*PROBLEM*
Repeat each entry as written and leave the images out of the copy.

— start EXERCISE MATERIALS —

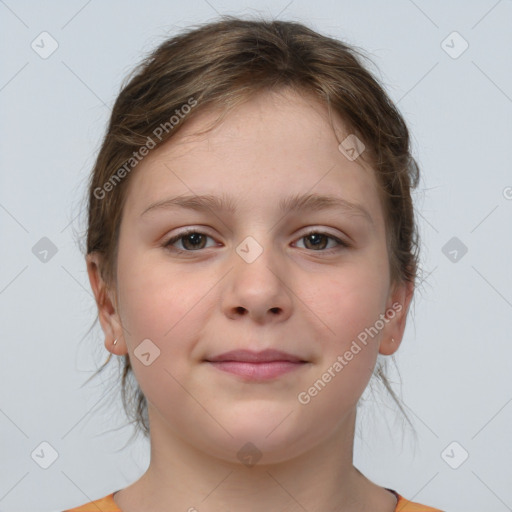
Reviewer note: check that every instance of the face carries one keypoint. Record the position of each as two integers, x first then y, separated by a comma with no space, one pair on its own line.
311,281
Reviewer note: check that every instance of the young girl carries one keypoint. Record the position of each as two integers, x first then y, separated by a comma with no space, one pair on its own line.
252,249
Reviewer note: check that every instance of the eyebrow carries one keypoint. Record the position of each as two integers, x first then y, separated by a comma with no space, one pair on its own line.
298,202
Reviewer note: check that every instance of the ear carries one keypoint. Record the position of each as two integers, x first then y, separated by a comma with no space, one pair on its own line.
107,308
396,313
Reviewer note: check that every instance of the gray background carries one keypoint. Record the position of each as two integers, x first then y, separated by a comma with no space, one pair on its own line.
455,360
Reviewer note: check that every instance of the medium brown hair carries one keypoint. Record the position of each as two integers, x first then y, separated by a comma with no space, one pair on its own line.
220,65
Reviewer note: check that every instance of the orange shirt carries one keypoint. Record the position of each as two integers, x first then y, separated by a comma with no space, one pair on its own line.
107,504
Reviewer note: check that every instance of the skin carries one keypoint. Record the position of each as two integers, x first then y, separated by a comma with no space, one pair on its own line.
311,301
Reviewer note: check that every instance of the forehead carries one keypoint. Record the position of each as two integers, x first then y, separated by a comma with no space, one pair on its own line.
273,145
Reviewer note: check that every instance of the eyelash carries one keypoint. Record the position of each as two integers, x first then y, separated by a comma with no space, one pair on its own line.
168,244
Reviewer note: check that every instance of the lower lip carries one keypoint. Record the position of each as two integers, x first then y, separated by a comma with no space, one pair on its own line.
257,371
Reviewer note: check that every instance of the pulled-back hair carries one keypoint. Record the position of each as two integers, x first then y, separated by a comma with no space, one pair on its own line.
218,66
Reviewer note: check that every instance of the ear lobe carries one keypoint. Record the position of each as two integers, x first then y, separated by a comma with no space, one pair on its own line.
107,310
399,302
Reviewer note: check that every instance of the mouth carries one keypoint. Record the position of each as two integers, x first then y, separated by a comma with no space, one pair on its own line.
268,364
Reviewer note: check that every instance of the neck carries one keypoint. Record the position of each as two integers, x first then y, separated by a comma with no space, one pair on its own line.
180,477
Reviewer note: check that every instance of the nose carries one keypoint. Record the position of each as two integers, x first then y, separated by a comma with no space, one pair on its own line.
258,288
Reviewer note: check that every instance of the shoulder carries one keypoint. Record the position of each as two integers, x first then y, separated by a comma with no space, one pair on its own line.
106,504
405,505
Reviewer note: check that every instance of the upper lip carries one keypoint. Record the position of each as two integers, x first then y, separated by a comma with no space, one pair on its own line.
255,357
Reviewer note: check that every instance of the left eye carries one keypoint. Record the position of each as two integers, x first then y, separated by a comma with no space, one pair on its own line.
318,240
195,240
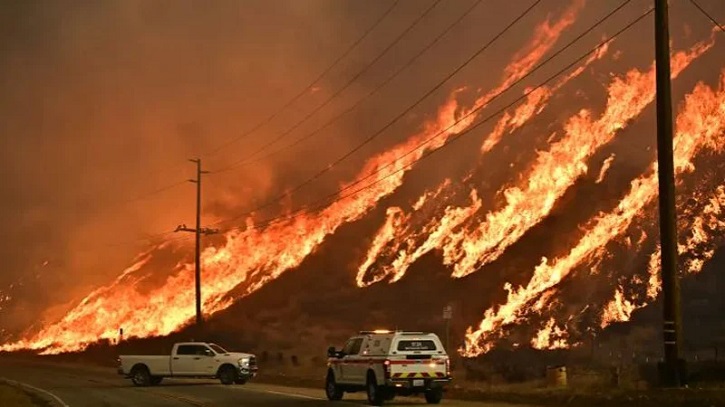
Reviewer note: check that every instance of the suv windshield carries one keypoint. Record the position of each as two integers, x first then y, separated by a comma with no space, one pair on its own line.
217,348
416,345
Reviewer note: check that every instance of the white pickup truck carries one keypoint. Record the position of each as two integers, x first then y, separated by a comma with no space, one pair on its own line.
189,360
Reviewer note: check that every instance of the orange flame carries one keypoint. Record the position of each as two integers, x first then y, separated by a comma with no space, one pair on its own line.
700,125
436,232
557,169
553,173
551,337
618,310
251,258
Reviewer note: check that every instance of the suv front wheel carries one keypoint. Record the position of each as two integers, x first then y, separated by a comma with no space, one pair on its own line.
434,396
333,391
375,392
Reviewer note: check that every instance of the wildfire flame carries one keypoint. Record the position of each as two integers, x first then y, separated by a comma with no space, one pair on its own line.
700,125
253,257
468,248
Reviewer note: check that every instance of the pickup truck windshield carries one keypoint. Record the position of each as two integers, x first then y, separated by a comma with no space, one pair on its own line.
416,345
217,348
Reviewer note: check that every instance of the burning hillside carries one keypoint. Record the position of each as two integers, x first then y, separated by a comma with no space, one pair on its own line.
471,224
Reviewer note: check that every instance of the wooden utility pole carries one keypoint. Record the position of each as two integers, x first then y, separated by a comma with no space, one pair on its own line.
198,231
673,366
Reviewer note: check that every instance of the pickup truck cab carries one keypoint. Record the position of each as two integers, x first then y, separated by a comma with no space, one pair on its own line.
389,363
189,360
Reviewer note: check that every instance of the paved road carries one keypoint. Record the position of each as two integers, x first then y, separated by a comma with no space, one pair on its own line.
80,386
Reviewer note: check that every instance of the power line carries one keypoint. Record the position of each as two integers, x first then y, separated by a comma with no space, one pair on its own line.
248,160
395,119
326,202
336,93
271,117
311,85
703,11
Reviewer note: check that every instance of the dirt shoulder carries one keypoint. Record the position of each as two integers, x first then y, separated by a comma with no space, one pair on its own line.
548,397
12,396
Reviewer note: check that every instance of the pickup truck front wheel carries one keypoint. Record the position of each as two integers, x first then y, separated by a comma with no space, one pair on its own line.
227,374
140,376
332,390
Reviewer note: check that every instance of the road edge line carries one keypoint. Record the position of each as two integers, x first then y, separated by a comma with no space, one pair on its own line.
302,396
43,392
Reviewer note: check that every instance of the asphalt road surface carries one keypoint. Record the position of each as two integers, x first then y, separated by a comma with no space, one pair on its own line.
79,386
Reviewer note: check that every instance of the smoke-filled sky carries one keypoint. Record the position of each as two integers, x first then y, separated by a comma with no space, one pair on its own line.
104,102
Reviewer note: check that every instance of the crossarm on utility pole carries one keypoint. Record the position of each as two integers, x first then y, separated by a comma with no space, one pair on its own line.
198,231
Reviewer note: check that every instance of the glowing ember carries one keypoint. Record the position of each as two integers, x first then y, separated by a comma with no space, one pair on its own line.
619,309
605,167
550,337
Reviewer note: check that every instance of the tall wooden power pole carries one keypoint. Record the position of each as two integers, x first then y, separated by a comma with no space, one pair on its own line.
198,231
673,366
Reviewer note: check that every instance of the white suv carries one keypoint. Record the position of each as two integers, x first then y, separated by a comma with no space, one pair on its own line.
389,363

— end EXERCISE MATERIALS —

*TASK RESPONSE*
Reviewer note: check that every instance of the face carries one keypoint. Record the position of each as two integers, x first then y, separated by a comma with no space, one pair on its own line.
311,281
Reviewer note: check that every instance of the young girl carries one keypoint. Record the position of each as two integers, x first then y, separated by a comma with no space, one pair on its own line.
252,249
Reviewer note: check that every instance of the eyebrow carries one keypoint. Record the position of each as two integers, x first then y, separated by a comma with no space, one pair on its own line.
298,202
Reviewer note: check that every instance of the ear carries one keypoint. Record the position of each as two integers, x first then y, separated by a comma with no space, one pair on its own line.
107,308
396,313
Reviewer note: check that every instance of the gray background carries one keypoint. Record the position of each as two integers, x first then y, separated by a comma with no space, one pair on its own line.
455,360
Reviewer note: check that every instance of the medium brown hair carries one keypoint. Record the position of each as two integers, x first then y, separated by a comma with no space, one pair on its own line.
220,65
Reviewer note: check that every instance of the orange shirt carries one keypoint. Record the position of each as two integers, x first then y, separated by a comma with no space, one pair on its own line.
107,504
Reviewer note: check that every instance of the skin carries one keypoint. Record the position of each as two integers, x first then y, separated by a comma with no space, one pair on its own line.
311,301
Reviewer note: check that every instance of the forehead carries one keypoint. Record the position of each as two integers, x first then y, separated by a comma with no space, one pair on its own line.
273,145
Reviewer note: check that every instance of the eyelash carries one keypoint. Record the position of each as two integers, x first then y, separated by a comma with no space, one pair on its own line.
168,244
Reviewer note: check that every instance of the lower lip carries one keypoint. Record the position of each as two integers, x first then y, separated by a comma with no space, one pair on its own line.
257,371
Reviewer note: check that every instance of the pulled-back hair carries one keypoint. Record the position of each as two integers, x first then y, separated by a comma with no space, one pair on its own line.
218,66
Reviewer note: check that every instance of the ear lobe carries one keypoint. Record the position of each as two integers, x first then y, separated by a comma with no space, one pair on its own line.
107,310
399,302
Reviewer note: check that every instance of the mouth carries one keypoint. Record the position of each as two integers, x first then y, separated by a comma with no space, one pair on its own line.
268,364
Reviewer note: check that every instance of the neck carries one keypoint. Record the position of each as two integers, x first then y, separated by a comma with no space, one pair on its own line.
180,477
Reviewer note: check that every instance of the nose carries one keypoint. Record the position of each as two integers, x first then y, separated by a comma with no space, one pair on its own line.
258,288
Reviewer note: check that every instance of the shoulder carries one keypoint. Record the position of each as two integers, x first then y, separated by a comma with no space, one pair on its own line.
106,504
405,505
Reviewer note: check that every instance of the upper lip carries one keypoint. Record the position of each as two integers, x first then y, separated by a comma with no space, one pair on its own line.
255,357
Reviewer note: check that every instance of the left eye carries one keypoint. Record the position of each as two integers, x first then y, separated by a comma with no space, one pair on its own line.
318,240
195,240
Reviewer note: check that every instance of the suv windshield carries one keypoint. Record the position of each as two integers, x first then y, separated by a comma with no space, one pair on its own line.
217,348
416,345
Reviewer note: check that every instance of the white pickup truck carries one keypoint. Record the position of each as two integers, x first then y, separated by a comma with no space, one pair on its own line.
189,360
Reviewer note: check that every instance of the orange flame carries one keypoint. Record the position of each as two integers, x first then y, separated by a comma with no space, one pair on its own line.
700,125
436,232
557,169
553,173
551,337
618,310
251,258
Reviewer note: check that every instance of the suv front wheel carries one keypoint. Record the position of each as two integers, x first then y, separated by a comma with no space, one pair on its own line.
434,396
333,391
375,392
Reviewer note: check that every instance of the wildfire flame carries one keypoint. Record the position of each as two integers, x first then y, separated by a comma with no space, one pair on its own line.
700,125
253,257
468,248
Reviewer note: check that every instance of the pickup truck windshield carries one keypoint. Record the position of each as two integers, x first then y, separated by a comma with no space, one pair on its own line.
416,345
217,348
Reviewer note: check that every instance of the burning hillside carries one keypoint. Record the position of each as two integers, x first then y, separated by a comma with no space, one pair on its own line.
471,224
Reviewer note: check that every instance of the wooden utility pole carries one keypoint. Record the position of each as two integers, x first then y, separated by a comma with no space, one pair on its own line.
198,231
673,366
Reviewer note: check that every instance of the pickup truck cab carries one keypoint. Record the position of each as two integers, x first then y, separated by a comma with no space, one pair on its own line.
389,363
189,360
Reviewer note: check that every instance of the paved road carries one keypoint. Record the position of each as two integers, x first then y, separated by a comma with no space, one pair on its own line.
80,386
Reviewer note: check that every instance of the power line carries one keypoint. Record the position of each as two integers, x first then y, separated by a comma with no space, one pair on its own line.
248,160
395,119
326,202
336,93
271,117
311,85
703,11
Reviewer note: check that every instance of the dirt shoulder carries one keypoint. Record the position of each as two integers, x first then y, separated by a comma with no space, one pair on its own line.
548,397
12,396
Reviewer note: check that every instance of the pickup truck front wheel carries one keypoint. Record the position of each as two integers, x first then y, separated by a comma with no space, one pair on its own line.
227,374
140,376
332,390
Reviewer note: check that every instance of the road edge line carries one keypoint. Record the position of each as two integers, x first then y, separated by a comma with no space, one pair on its own line.
302,396
43,392
Reviewer note: check that every instance of the asphalt road surface carries one keypoint. Record the position of each as two integers, x first then y, separated by a comma with no space, one pair on its own line.
79,386
Reviewer note: check that every instance of the smoke-filled sky carries one keypoint. Record the position of each as two integers, x first then y, separated by a comma with no space, one pair on its own line.
104,102
Reviewer note: check that every instance of the crossarm on utility pole carries one keypoint. Record the position of each as two integers, x first then y, separated by a comma with no space, one pair on its own line.
198,231
Reviewer note: check that every instance of the glowing ember carries one keypoint. Record the position of each as two integers, x first then y, separated by a comma with no space, one pair on its own line.
619,309
605,167
550,337
Reviewer note: check that every instance of the tall wooden power pole carries one keypoint. Record the position of each as two integers, x first then y, separated by a comma with no space, one pair on its own line.
198,231
673,366
Reviewer note: check that every instance of the white suv carries one keypoint. Record the position of each as two integers, x first then y, separated by a comma with no space, one pair on its own line.
389,363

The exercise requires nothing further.